··· TRECHO FORNECIDO ···

Meninas são mais afetadas por mudanças climáticas
Estudo entrevistou garotas em oito países, incluindo o Brasil
Crescimento dos casamentos infantis, abandono da escola e aumento do trabalho doméstico estão entre alguns dos efeitos da crise climática que atingem mais meninas, ampliando a desigualdade entre os gêneros. Um estudo da Organização Não Governamental (ONG) Plan International em oito países, entre os quais o Brasil, revelou os efeitos das transformações do clima na vida de garotas menores de 18 anos de idade.
A pesquisa focou no acesso à educação a partir de entrevistas com 78 meninas do Brasil, Benim, Camboja, El Salvador, Filipinas, República Dominicana, Togo e Vietnã. Segundo o levantamento, devido às desigualdades e discriminações de gênero que já existem nesses países, elas acabam sendo mais afetadas pelas mudanças climáticas.
“As meninas têm uma redução significativa da frequência escolar no contexto das mudanças climáticas porque, muitas vezes, elas são sobrecarregadas dentro de casa. As meninas são muito mais convocadas pelas suas famílias para cumprir essa responsabilidade do que os meninos”, destacou Júlia Ferraz, especialista em mudanças climáticas e emergências da Plan International.
No Vietnã, por exemplo, a adolescente Uyen afirma que os pais preferem tirar as meninas da escola e manter os meninos, porque entendem que elas são responsáveis por ajudar nas tarefas domésticas. Dados do Fundo Malala apontam que as mudanças climáticas podem retirar das escolas, a cada ano, pelo menos 12,5 milhões de garotas em 30 países vulneráveis ao clima.
Casamentos infantis
Outra consequência da crise climática é o aumento dos casamentos infantis ligado à elevação da pobreza. A pesquisa identificou esse crescimento nas regiões afetadas pela crise climática, principalmente onde há inundações.
“O casamento infantil acaba sendo uma estratégia negativa de sobrevivência dessas famílias que, ao fazer esse casamento, ela transfere a responsabilidade sobre a garota para os cuidados de outro núcleo familiar que vai prover e dar comida”, explicou.
A Plan International recomendou a reformulação das políticas para mudanças climáticas, com o objetivo de prever a dimensão da desigualdade entre os gêneros, trabalhando também com o combate a esse tipo de discriminação.
“É fundamental se trabalhar com as comunidades, principalmente por meio da educação, enfatizando que esses padrões precisam ser desconstruídos para melhorar a situação das meninas, para que elas não enfrentem os impactos da crise climática de forma tão desproporcional”, afirmou Júlia Ferraz.
Financiamento climático infantil
Em outra pesquisa realizada pela mesma ONG, verificou-se que de 591 projetos financiados por fundos ligados ao clima, e executados ao longo de 17 anos, apenas 5% deles foram destinados prioritariamente a atividades voltadas às crianças. Isso representou apenas 2,4% dos recursos mobilizados para a crise climática. Além disso, apenas um dos projetos foi direcionado à educação de crianças.

··· DADOS APRESENTADOS ···

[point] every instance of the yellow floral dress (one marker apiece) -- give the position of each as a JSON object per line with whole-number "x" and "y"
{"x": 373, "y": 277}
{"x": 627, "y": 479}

···

▶ **O QUE FAZER**
- a) Transcreva, do texto sobre meninas e mudanças climáticas, o trecho que vai de "A pesquisa focou" até "da Plan International.".
- b) Escreva a continuação do texto sobre meninas e mudanças climáticas a partir do ponto em que ele termina.

▶ **RESPOSTAS POR TAREFA**
- a)
A pesquisa focou no acesso à educação a partir de entrevistas com 78 meninas do Brasil, Benim, Camboja, El Salvador, Filipinas, República Dominicana, Togo e Vietnã. Segundo o levantamento, devido às desigualdades e discriminações de gênero que já existem nesses países, elas acabam sendo mais afetadas pelas mudanças climáticas.
“As meninas têm uma redução significativa da frequência escolar no contexto das mudanças climáticas porque, muitas vezes, elas são sobrecarregadas dentro de casa. As meninas são muito mais convocadas pelas suas famílias para cumprir essa responsabilidade do que os meninos”, destacou Júlia Ferraz, especialista em mudanças climáticas e emergências da Plan International.

- b)
“De todos os financiamentos climáticos feitos pelos principais fundos climáticos, apenas um é endereçado à questão da educação. Isso é muito grave. Se a gente não trabalhar no eixo da educação com a mudança de paradigma de padrões, fica super difícil construir qualquer coisa”, concluiu Ferraz.
Crise amplia desigualdades
Além de ampliar a desigualdade de gênero, a crise climática aumenta todas as demais desigualdades, segundo o coordenador do Grupo de Economia do Meio Ambiente e Desenvolvimento Sustentável da Universidade Federal do Rio de Janeiro (UFRJ), Carlos Eduardo Young.
O professor destacou que os países mais ricos sofrerão menos porque tem mais recursos para investir na adaptação para as mudanças climáticas. “Isso é fácil de você perceber quando você tem um furacão passando no Caribe, em que morrem milhares de pessoas nos países caribenhos ou centro-americanos. Esse furacão chega na costa americana e o número de óbitos cai menos de uma dezena”, exemplificou.
Além disso, Young acrescentou que o aquecimento da Terra vai ser mais intenso nos locais mais quentes. “Você vai ter, por exemplo, a possibilidade de expansão de áreas agrícolas onde hoje não pode ter agricultura, como no norte dos Estados Unidos, no Canadá e na Sibéria. Em compensação, na África subsaariana, você vai ter um colapso da agricultura, vai ficar desertificado. A tendência, então, é aumentar a desigualdade entre os países”, afirmou.
As desigualdades também devem aumentar dentro do mesmo país. O professor da UFRJ lembrou que, no Brasil, os pobres costumam viver nos locais de maior risco, como morros e beira dos rios, mais afetados por fortes chuvas e inundações.
“A probabilidade de um evento extremo se transformar num desastre, numa área pobre, sem infraestrutura, com baixa capacidade de renda, sem cobertura florestal, é muito maior do que numa área rica, que tem capacidade de investimento, que tem uma estrutura adequada para lidar com essa questão”, destacou Young.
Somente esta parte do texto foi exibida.